*What needs to be done*
Report each line of the entries below that contains the word "with".

[Image point annotation entries]

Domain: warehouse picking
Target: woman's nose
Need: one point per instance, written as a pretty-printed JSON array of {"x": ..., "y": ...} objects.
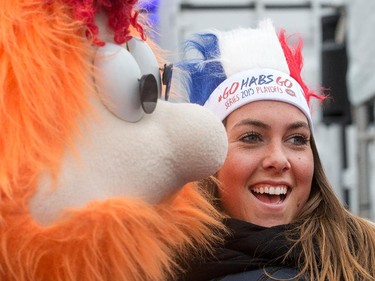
[{"x": 276, "y": 158}]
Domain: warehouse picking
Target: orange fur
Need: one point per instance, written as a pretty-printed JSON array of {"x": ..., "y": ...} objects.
[
  {"x": 42, "y": 80},
  {"x": 44, "y": 70},
  {"x": 114, "y": 240}
]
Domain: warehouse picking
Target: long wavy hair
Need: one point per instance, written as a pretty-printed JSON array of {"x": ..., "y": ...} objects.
[{"x": 335, "y": 244}]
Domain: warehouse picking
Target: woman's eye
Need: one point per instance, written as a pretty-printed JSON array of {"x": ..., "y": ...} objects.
[
  {"x": 299, "y": 140},
  {"x": 251, "y": 137}
]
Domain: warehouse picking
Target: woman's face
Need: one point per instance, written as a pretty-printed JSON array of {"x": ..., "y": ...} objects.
[{"x": 266, "y": 177}]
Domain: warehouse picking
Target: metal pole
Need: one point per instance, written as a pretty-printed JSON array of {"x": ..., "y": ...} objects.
[{"x": 361, "y": 120}]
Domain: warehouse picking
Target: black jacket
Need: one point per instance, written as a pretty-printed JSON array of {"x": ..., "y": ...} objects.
[{"x": 248, "y": 248}]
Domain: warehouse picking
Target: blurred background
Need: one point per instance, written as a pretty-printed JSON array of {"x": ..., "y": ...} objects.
[{"x": 339, "y": 54}]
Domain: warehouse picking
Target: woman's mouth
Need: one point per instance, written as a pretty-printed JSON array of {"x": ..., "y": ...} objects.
[{"x": 270, "y": 194}]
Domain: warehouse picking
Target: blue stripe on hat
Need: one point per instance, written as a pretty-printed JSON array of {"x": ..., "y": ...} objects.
[{"x": 206, "y": 73}]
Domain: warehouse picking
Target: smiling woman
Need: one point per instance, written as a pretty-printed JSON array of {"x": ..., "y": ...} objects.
[
  {"x": 284, "y": 218},
  {"x": 273, "y": 163}
]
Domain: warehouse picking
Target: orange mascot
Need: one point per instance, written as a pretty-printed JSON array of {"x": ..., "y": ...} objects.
[{"x": 94, "y": 162}]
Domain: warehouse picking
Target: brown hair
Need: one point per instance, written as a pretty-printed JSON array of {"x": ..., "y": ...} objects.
[{"x": 335, "y": 244}]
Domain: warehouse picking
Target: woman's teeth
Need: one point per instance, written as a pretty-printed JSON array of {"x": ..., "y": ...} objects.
[{"x": 271, "y": 190}]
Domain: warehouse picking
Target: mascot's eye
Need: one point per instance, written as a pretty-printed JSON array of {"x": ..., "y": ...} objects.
[
  {"x": 129, "y": 80},
  {"x": 167, "y": 78}
]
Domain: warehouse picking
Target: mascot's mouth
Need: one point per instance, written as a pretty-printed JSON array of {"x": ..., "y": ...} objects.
[{"x": 270, "y": 194}]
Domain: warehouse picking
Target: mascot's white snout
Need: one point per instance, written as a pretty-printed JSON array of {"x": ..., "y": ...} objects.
[{"x": 149, "y": 159}]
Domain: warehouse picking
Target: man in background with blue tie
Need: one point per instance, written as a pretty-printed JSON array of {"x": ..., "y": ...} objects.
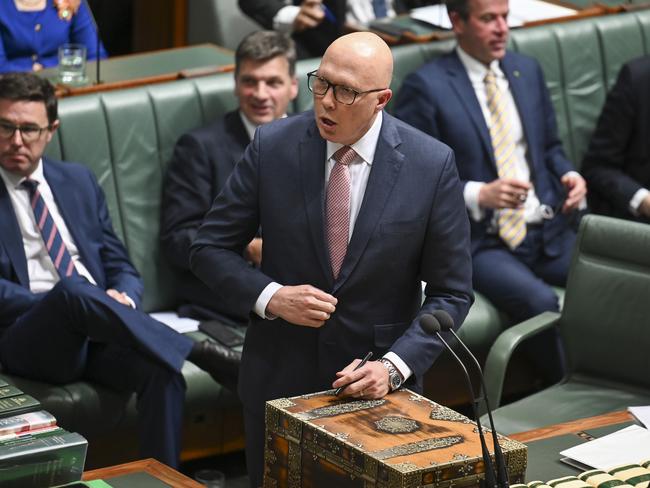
[
  {"x": 493, "y": 109},
  {"x": 68, "y": 294}
]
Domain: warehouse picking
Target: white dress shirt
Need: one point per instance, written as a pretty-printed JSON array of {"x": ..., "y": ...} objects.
[
  {"x": 534, "y": 212},
  {"x": 40, "y": 268},
  {"x": 359, "y": 174}
]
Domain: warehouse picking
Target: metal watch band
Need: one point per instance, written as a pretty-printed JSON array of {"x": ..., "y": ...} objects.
[{"x": 394, "y": 376}]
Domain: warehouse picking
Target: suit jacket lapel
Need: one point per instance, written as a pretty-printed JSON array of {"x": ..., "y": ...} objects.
[
  {"x": 383, "y": 175},
  {"x": 12, "y": 237},
  {"x": 526, "y": 113},
  {"x": 239, "y": 135},
  {"x": 67, "y": 201},
  {"x": 461, "y": 84},
  {"x": 311, "y": 159}
]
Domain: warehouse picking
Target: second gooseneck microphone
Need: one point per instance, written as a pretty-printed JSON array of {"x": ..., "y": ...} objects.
[
  {"x": 447, "y": 324},
  {"x": 431, "y": 326}
]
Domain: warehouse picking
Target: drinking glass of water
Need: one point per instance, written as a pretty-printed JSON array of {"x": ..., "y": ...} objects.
[{"x": 72, "y": 64}]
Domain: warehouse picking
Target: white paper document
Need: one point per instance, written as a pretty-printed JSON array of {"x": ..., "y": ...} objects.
[
  {"x": 642, "y": 414},
  {"x": 179, "y": 324},
  {"x": 626, "y": 446},
  {"x": 521, "y": 11}
]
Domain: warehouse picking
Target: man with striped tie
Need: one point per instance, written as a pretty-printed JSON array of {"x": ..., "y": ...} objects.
[
  {"x": 493, "y": 108},
  {"x": 68, "y": 294}
]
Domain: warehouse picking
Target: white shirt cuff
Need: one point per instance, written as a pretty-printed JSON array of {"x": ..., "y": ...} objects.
[
  {"x": 400, "y": 365},
  {"x": 131, "y": 302},
  {"x": 637, "y": 199},
  {"x": 264, "y": 299},
  {"x": 284, "y": 18},
  {"x": 583, "y": 203},
  {"x": 470, "y": 194}
]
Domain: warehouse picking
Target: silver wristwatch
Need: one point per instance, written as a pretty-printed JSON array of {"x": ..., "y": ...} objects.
[{"x": 394, "y": 376}]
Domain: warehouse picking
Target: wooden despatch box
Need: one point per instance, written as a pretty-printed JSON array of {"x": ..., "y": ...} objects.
[{"x": 403, "y": 440}]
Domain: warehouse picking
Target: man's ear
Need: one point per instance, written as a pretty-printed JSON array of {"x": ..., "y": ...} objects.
[
  {"x": 53, "y": 127},
  {"x": 383, "y": 98},
  {"x": 294, "y": 87}
]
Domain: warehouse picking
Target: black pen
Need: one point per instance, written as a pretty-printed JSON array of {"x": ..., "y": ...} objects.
[{"x": 363, "y": 361}]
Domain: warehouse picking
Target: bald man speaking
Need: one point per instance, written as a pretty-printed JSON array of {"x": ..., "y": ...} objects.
[{"x": 357, "y": 208}]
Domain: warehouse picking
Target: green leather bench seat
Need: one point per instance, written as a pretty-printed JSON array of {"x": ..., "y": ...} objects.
[
  {"x": 604, "y": 328},
  {"x": 127, "y": 137}
]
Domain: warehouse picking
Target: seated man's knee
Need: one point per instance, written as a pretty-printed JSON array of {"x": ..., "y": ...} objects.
[{"x": 71, "y": 286}]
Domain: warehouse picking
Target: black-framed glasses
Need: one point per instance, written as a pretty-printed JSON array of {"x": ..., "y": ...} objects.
[
  {"x": 29, "y": 133},
  {"x": 343, "y": 94}
]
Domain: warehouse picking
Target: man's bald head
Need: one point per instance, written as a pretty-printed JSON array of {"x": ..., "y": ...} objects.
[
  {"x": 365, "y": 55},
  {"x": 361, "y": 63}
]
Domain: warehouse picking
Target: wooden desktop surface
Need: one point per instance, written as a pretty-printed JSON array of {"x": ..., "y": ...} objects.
[
  {"x": 573, "y": 426},
  {"x": 150, "y": 67},
  {"x": 546, "y": 443},
  {"x": 152, "y": 467}
]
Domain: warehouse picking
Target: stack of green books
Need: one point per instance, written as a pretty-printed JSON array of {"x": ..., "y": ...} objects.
[{"x": 34, "y": 451}]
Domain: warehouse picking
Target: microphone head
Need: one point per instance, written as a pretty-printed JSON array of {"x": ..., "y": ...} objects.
[
  {"x": 445, "y": 320},
  {"x": 429, "y": 324}
]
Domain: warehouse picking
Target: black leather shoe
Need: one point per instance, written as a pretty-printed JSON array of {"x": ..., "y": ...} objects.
[{"x": 220, "y": 361}]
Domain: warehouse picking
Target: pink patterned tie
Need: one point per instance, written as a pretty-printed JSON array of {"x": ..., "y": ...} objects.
[{"x": 338, "y": 207}]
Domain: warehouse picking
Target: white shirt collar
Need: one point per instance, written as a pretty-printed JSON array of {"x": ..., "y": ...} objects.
[
  {"x": 13, "y": 180},
  {"x": 476, "y": 70},
  {"x": 364, "y": 147}
]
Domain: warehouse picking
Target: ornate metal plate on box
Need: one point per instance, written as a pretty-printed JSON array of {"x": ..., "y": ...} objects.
[{"x": 401, "y": 441}]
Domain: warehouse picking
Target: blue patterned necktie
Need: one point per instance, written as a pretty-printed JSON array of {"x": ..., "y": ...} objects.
[
  {"x": 51, "y": 236},
  {"x": 379, "y": 6}
]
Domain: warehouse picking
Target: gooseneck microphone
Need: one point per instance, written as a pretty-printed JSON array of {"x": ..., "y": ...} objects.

*Complete answer*
Target: man in background with blue tie
Target: man with striped tie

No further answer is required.